_EXERCISE DIRECTIONS_
Please print the listing below line for line, with every character left unchanged.

START

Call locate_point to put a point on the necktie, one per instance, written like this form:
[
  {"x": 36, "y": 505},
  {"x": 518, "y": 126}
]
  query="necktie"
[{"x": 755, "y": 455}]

END

_SOLUTION FOR THIS EXERCISE_
Call locate_point to put a point on the necktie, one per instance, written like this form:
[
  {"x": 36, "y": 505},
  {"x": 518, "y": 126}
]
  query="necktie"
[{"x": 755, "y": 455}]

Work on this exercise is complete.